• [TASK TO COMPLETE]:
Could you restate every line of the data word for word?

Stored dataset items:
##########
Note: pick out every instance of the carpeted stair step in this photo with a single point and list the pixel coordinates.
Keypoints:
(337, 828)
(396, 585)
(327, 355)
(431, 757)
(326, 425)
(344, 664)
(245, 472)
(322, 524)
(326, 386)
##########
• [REPLY]:
Note: pick out every instance of the carpeted stair step in this photo with a single point and list the pixel coordinates.
Keypoints:
(337, 828)
(396, 585)
(327, 355)
(431, 757)
(326, 425)
(344, 664)
(245, 472)
(322, 524)
(326, 386)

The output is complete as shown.